- _Given task_:
Count the lines below that contain the word "provide", treating uppercase and lowercase as different, and give only that number.
____ Data shown
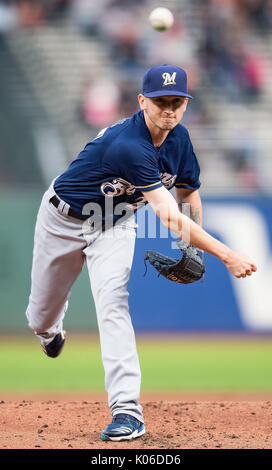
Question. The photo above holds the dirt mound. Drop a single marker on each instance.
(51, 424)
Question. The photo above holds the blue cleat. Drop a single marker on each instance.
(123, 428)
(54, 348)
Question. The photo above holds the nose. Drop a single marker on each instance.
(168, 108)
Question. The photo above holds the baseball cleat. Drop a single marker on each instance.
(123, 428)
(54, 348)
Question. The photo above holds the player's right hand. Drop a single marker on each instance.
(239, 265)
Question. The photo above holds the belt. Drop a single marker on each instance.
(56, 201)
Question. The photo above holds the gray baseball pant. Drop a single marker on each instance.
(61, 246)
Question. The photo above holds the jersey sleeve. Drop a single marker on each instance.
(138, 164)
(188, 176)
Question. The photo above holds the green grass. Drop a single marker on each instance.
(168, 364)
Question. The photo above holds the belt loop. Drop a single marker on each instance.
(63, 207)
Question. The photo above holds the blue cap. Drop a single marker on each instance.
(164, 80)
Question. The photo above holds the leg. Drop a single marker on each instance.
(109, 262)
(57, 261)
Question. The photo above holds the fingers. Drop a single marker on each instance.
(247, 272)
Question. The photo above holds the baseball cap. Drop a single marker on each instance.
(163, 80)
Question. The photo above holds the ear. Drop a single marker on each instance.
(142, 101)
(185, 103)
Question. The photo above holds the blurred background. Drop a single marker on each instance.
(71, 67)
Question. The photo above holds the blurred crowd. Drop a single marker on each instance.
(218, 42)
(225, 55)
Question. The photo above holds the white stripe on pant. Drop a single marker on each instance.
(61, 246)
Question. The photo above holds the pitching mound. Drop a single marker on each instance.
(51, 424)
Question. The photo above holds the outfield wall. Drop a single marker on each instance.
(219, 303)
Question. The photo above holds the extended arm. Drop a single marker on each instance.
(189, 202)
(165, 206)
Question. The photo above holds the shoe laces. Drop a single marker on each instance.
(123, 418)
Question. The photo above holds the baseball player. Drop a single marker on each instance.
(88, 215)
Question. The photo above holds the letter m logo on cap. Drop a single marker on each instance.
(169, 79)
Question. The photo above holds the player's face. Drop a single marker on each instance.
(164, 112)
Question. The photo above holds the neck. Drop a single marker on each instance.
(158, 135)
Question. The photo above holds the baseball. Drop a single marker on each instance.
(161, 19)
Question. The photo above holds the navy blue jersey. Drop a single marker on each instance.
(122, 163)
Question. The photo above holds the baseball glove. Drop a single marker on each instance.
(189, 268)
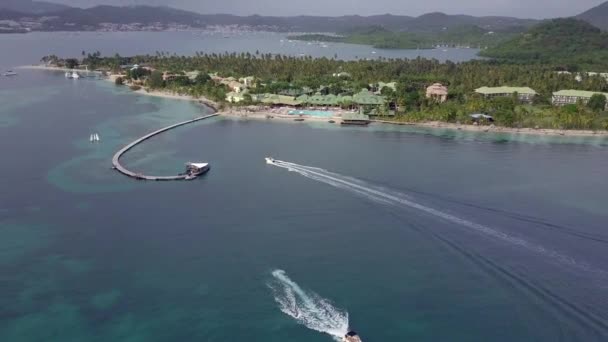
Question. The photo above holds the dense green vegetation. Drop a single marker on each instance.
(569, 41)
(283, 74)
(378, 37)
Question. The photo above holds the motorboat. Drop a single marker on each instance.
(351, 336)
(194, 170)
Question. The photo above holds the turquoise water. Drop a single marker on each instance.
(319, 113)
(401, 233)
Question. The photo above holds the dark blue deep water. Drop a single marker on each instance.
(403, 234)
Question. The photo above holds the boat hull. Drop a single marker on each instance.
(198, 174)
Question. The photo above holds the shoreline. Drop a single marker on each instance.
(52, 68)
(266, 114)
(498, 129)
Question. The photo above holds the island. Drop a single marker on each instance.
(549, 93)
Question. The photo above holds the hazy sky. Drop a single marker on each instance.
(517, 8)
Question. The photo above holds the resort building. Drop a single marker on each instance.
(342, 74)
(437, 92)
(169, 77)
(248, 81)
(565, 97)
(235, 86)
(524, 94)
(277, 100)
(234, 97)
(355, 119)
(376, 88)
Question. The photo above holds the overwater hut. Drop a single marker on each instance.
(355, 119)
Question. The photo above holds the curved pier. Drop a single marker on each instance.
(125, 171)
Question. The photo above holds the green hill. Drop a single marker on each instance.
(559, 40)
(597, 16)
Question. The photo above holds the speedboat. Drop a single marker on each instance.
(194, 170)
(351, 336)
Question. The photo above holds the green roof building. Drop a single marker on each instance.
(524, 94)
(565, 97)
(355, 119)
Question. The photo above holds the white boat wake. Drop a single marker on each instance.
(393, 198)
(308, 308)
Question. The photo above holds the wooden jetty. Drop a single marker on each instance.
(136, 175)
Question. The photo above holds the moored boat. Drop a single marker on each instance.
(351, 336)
________
____ Data shown
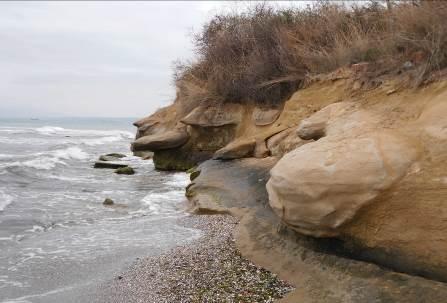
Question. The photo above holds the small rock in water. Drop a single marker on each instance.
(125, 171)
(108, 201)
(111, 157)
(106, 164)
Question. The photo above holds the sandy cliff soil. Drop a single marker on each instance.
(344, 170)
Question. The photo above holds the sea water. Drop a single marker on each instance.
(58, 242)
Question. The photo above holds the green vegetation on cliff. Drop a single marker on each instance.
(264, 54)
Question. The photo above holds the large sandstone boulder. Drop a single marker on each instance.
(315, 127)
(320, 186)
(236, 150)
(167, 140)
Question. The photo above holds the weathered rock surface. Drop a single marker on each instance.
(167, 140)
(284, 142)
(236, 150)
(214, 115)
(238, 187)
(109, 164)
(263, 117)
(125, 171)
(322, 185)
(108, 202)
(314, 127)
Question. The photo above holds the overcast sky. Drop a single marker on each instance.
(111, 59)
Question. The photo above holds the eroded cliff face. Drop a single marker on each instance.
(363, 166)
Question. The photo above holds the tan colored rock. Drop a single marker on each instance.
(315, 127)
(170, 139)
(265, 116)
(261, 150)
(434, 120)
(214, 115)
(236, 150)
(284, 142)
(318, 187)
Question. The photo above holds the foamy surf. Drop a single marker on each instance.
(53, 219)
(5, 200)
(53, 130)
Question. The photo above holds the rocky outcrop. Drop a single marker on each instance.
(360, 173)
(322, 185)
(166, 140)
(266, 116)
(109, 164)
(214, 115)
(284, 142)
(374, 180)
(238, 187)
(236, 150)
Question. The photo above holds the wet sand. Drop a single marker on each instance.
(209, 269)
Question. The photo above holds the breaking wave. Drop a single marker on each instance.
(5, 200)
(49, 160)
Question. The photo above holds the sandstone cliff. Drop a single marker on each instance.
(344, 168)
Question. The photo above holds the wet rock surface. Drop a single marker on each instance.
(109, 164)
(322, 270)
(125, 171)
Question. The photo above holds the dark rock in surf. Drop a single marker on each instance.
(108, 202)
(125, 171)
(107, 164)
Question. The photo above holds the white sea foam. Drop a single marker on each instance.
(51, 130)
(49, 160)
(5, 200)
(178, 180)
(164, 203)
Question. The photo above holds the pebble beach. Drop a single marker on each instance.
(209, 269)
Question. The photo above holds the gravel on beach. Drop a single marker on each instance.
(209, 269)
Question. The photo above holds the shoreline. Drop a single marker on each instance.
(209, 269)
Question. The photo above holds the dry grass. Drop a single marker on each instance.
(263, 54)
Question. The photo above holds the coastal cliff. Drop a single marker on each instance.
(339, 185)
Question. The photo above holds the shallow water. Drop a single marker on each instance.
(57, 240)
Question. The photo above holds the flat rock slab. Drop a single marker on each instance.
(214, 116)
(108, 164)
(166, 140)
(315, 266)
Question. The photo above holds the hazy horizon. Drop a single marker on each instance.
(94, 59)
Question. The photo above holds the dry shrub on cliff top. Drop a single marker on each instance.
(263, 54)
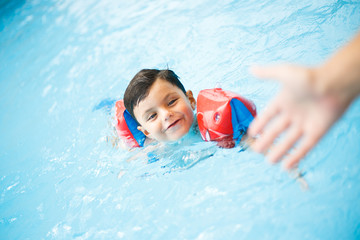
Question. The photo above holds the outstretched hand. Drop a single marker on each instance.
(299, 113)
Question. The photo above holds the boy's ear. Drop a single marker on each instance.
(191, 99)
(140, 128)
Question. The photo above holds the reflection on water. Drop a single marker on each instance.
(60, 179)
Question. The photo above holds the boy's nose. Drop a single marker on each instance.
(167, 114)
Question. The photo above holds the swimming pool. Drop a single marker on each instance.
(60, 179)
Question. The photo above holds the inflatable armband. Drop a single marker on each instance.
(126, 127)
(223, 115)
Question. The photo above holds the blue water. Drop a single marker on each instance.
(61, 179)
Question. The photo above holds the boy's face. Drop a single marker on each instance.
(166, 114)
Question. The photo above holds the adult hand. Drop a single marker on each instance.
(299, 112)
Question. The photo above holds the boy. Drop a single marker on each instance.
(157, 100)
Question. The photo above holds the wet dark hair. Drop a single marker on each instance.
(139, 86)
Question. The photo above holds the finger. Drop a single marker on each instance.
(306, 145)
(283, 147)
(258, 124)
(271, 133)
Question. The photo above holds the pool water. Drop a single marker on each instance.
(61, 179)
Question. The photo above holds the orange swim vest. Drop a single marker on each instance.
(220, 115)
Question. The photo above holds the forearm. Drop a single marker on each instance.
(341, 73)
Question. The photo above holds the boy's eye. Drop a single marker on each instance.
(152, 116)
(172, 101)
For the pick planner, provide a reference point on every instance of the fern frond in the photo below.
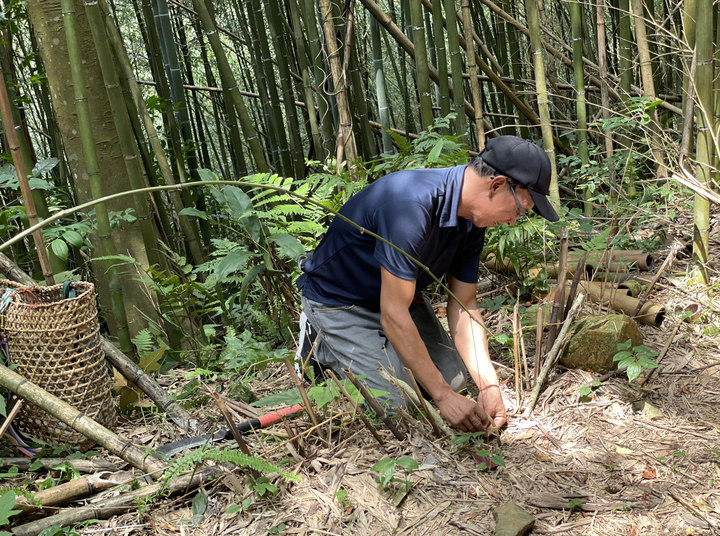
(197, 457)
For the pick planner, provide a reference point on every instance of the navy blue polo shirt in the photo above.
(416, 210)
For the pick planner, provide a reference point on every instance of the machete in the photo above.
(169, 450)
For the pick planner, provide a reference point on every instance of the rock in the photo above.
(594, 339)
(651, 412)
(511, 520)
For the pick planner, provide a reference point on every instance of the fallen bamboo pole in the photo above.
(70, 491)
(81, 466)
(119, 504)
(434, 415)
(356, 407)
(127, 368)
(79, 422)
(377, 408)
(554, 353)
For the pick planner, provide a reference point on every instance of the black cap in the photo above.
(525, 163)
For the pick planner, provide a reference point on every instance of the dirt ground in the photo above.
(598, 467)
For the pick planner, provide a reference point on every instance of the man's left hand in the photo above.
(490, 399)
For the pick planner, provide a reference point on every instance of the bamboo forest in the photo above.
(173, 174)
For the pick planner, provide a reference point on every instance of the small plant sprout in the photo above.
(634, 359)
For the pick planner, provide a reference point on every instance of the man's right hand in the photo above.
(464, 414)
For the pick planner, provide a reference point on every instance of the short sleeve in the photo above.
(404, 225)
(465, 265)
________
- _Answer for the task_:
12